Copy every entry. Do not alter a single word.

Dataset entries
● ● ● ●

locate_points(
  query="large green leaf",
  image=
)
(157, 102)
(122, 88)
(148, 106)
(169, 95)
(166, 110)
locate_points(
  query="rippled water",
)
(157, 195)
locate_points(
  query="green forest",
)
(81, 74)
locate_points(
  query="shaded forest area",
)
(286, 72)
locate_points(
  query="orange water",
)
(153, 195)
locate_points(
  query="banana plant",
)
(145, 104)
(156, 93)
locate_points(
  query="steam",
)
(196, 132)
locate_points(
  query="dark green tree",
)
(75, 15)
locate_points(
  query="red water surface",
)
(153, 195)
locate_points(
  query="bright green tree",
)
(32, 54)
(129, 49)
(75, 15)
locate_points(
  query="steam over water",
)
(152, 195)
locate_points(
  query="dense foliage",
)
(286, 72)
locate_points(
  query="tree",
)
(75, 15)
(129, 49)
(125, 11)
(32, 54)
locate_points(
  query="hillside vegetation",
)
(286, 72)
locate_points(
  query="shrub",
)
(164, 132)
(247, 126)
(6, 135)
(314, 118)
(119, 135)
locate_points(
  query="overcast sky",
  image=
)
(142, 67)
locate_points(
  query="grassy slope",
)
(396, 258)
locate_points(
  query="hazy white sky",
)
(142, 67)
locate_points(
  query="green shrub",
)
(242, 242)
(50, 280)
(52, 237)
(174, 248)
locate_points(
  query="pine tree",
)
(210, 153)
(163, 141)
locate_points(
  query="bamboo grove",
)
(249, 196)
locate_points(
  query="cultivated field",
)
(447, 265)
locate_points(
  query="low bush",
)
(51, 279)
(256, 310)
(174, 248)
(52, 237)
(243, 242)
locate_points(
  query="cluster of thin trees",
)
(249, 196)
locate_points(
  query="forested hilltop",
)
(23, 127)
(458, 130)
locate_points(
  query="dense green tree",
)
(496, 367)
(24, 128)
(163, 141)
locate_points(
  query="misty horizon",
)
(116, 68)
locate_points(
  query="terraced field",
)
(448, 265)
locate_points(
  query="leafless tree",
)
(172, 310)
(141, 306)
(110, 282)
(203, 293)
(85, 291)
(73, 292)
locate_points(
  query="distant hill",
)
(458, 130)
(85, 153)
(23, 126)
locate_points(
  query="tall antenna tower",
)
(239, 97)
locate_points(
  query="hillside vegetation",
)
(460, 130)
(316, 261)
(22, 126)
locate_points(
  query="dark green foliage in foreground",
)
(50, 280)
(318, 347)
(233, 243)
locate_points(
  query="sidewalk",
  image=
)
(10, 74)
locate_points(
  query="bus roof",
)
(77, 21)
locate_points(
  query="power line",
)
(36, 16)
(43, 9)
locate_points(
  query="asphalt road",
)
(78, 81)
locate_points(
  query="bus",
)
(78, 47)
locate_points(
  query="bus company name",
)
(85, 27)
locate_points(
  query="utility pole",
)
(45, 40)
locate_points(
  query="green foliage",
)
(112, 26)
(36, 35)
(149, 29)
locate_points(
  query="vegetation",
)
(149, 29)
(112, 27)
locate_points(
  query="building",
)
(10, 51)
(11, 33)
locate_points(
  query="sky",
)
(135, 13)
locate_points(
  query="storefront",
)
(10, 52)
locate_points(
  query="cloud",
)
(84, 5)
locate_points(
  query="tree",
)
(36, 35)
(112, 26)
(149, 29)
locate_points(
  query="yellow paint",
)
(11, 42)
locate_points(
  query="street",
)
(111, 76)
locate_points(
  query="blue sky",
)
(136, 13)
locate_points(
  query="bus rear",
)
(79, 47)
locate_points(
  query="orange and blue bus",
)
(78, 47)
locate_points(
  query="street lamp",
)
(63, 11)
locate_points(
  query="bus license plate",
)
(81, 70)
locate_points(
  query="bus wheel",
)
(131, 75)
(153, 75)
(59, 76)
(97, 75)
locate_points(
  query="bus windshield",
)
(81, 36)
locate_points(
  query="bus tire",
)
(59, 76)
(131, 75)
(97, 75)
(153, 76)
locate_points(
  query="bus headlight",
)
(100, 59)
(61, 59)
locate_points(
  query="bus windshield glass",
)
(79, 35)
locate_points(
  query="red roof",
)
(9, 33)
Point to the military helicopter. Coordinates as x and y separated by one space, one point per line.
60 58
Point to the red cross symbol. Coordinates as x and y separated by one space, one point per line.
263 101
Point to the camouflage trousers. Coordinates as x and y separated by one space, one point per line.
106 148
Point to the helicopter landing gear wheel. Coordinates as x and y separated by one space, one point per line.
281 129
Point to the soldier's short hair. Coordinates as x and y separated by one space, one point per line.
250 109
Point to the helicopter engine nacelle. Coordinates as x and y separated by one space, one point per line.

● ● ● ●

**RESPONSE TO THIS EXERCISE**
locate_points(
  query="large green leaf",
  image=
)
(157, 102)
(122, 88)
(148, 106)
(169, 95)
(166, 110)
locate_points(
  query="rippled water",
)
(157, 195)
locate_points(
  query="green forest",
)
(81, 74)
locate_points(
  query="shaded forest area",
)
(286, 72)
locate_points(
  query="orange water",
)
(153, 195)
locate_points(
  query="banana plant",
)
(145, 104)
(156, 93)
locate_points(
  query="steam",
)
(196, 132)
locate_points(
  query="dark green tree",
)
(75, 15)
locate_points(
  query="red water surface",
)
(153, 195)
locate_points(
  query="bright green tree",
)
(32, 54)
(129, 49)
(75, 15)
locate_points(
  query="steam over water",
)
(152, 195)
locate_points(
  query="dense foliage",
)
(286, 72)
locate_points(
  query="tree",
)
(75, 15)
(129, 49)
(125, 11)
(32, 54)
locate_points(
  query="hillside vegetation",
)
(286, 72)
locate_points(
  query="shrub",
)
(164, 132)
(247, 126)
(6, 135)
(314, 118)
(119, 135)
locate_points(
  query="overcast sky",
  image=
)
(142, 67)
locate_points(
  query="grassy slope",
)
(396, 258)
locate_points(
  query="hazy white sky",
)
(142, 67)
locate_points(
  query="green shrub",
)
(242, 242)
(50, 280)
(52, 237)
(174, 248)
locate_points(
  query="pine tree",
)
(210, 153)
(163, 141)
locate_points(
  query="bamboo grove",
)
(249, 196)
locate_points(
  query="cultivated field",
)
(447, 265)
locate_points(
  query="low bush",
)
(51, 279)
(256, 310)
(174, 248)
(52, 237)
(243, 242)
locate_points(
  query="cluster of thin trees",
)
(249, 196)
locate_points(
  query="forested hilltop",
)
(23, 127)
(458, 130)
locate_points(
  query="dense green tree",
)
(496, 367)
(24, 128)
(163, 141)
locate_points(
  query="misty horizon",
)
(116, 68)
locate_points(
  query="terraced field",
)
(448, 265)
locate_points(
  query="leafless tree",
)
(172, 310)
(141, 306)
(110, 282)
(203, 293)
(85, 291)
(73, 292)
locate_points(
  query="distant hill",
)
(458, 130)
(85, 153)
(23, 126)
locate_points(
  query="tall antenna tower",
)
(239, 97)
locate_points(
  query="hillside vegetation",
)
(460, 130)
(316, 261)
(22, 126)
locate_points(
  query="dark green foliage in foreground",
)
(50, 280)
(318, 347)
(233, 243)
locate_points(
  query="sidewalk",
  image=
)
(10, 74)
locate_points(
  query="bus roof",
)
(77, 21)
locate_points(
  query="power line",
)
(36, 16)
(43, 9)
locate_points(
  query="asphalt road",
)
(78, 81)
locate_points(
  query="bus",
)
(78, 47)
locate_points(
  query="bus company name",
)
(85, 27)
locate_points(
  query="utility pole",
)
(45, 40)
locate_points(
  query="green foliage",
)
(112, 26)
(36, 35)
(149, 29)
locate_points(
  query="vegetation",
)
(149, 29)
(112, 27)
locate_points(
  query="building",
)
(10, 51)
(11, 33)
locate_points(
  query="sky",
)
(135, 13)
locate_points(
  query="storefront",
)
(10, 52)
locate_points(
  query="cloud",
)
(84, 5)
locate_points(
  query="tree",
)
(36, 35)
(112, 26)
(149, 29)
locate_points(
  query="yellow paint",
)
(11, 42)
locate_points(
  query="street",
)
(111, 76)
locate_points(
  query="blue sky",
)
(136, 13)
locate_points(
  query="bus rear",
)
(79, 47)
locate_points(
  query="orange and blue bus",
)
(78, 47)
locate_points(
  query="street lamp",
)
(63, 11)
locate_points(
  query="bus license plate",
)
(81, 70)
locate_points(
  query="bus wheel",
)
(131, 75)
(153, 75)
(59, 76)
(97, 75)
locate_points(
  query="bus windshield",
)
(81, 36)
locate_points(
  query="bus tire",
)
(59, 76)
(131, 75)
(97, 75)
(153, 76)
locate_points(
  query="bus headlight",
)
(100, 59)
(61, 59)
locate_points(
  query="bus windshield glass",
)
(79, 35)
locate_points(
  query="red roof",
)
(9, 33)
Point to the military helicopter. Coordinates as x and y separated by one space, one point per line.
60 58
Point to the red cross symbol. Coordinates as x and y separated by one space, one point per line.
263 101
Point to the camouflage trousers. Coordinates as x and y separated by one space, one point per line.
106 148
Point to the helicopter landing gear wheel. Coordinates as x and y separated by one space, one point per line.
281 129
Point to the soldier's short hair. Coordinates as x and y separated by one space, one point per line.
250 109
Point to the helicopter engine nacelle. Coordinates as x and y separated by one space, one point per line.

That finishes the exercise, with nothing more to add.